- **Challenge**
Transcribe word for word the lines spanning the line with "out the elevated" through the end of the records.

Point placement records
........

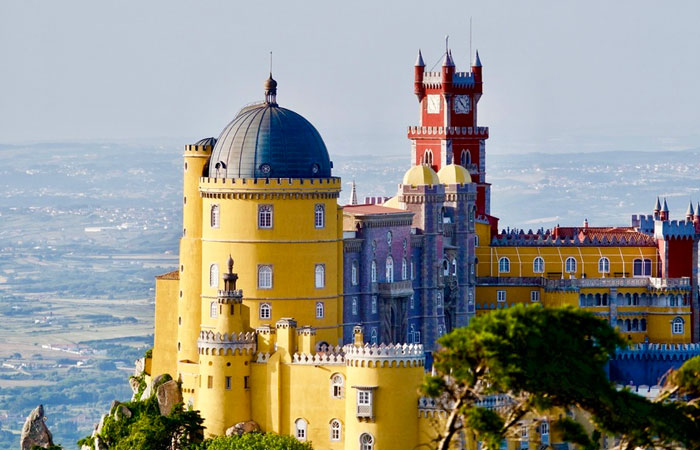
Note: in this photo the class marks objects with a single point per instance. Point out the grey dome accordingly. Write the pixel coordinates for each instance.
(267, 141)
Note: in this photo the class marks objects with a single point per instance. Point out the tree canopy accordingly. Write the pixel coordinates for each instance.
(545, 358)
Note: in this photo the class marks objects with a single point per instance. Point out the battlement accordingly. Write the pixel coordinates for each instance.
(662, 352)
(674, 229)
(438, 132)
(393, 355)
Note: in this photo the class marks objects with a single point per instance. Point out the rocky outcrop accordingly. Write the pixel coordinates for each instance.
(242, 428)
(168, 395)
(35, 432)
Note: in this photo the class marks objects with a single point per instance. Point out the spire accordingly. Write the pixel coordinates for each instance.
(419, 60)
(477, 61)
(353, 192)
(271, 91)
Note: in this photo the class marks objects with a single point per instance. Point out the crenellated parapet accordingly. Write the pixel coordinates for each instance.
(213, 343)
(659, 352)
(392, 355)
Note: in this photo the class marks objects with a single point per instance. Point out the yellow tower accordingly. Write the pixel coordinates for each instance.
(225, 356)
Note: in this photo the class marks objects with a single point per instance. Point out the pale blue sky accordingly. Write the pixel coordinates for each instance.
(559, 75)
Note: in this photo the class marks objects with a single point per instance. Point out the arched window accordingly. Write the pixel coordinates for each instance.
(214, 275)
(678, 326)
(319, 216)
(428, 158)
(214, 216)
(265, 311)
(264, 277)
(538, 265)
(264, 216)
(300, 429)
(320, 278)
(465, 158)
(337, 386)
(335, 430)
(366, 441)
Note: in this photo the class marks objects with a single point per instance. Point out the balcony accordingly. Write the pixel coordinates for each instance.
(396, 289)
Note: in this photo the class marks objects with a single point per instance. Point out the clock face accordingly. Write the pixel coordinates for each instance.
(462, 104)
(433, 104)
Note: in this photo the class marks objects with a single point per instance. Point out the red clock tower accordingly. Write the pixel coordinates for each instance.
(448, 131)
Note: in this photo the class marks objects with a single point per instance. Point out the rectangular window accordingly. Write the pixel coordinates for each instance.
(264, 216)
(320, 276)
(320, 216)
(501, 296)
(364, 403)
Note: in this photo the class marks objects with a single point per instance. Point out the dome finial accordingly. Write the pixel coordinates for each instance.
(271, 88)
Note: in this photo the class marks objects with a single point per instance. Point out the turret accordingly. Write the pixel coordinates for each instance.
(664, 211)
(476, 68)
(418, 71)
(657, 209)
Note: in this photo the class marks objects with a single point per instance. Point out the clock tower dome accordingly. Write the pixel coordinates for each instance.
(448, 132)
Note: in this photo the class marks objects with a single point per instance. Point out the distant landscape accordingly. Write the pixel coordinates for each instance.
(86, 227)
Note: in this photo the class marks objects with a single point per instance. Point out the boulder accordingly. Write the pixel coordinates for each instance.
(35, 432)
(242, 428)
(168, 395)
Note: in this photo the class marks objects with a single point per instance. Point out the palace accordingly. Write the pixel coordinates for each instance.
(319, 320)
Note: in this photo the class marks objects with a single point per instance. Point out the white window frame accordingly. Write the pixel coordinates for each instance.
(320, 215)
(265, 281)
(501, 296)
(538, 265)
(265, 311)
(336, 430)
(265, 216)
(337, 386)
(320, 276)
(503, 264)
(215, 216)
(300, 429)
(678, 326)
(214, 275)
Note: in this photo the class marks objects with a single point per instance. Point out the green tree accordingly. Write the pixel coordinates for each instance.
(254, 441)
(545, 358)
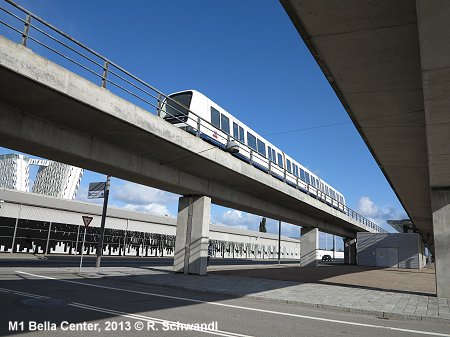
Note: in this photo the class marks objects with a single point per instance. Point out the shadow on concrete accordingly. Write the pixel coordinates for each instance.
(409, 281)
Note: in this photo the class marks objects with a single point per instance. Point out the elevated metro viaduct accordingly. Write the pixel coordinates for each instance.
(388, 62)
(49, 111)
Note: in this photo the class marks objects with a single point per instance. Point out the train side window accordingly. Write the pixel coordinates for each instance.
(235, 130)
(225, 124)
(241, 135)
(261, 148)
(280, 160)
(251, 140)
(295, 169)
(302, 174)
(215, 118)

........

- **Complete response**
Note: in this photo the class marks objects with a single point per instance. Point out the elevated metro viaduct accordingly. Write the pixel coordinates for each instance.
(388, 62)
(49, 111)
Note: in this photo the class marks objects with a single point per instance. Point out the train side window accordingly. Write the pixel coordinates for each instance.
(235, 130)
(225, 124)
(241, 135)
(261, 148)
(280, 160)
(251, 140)
(295, 169)
(302, 174)
(215, 118)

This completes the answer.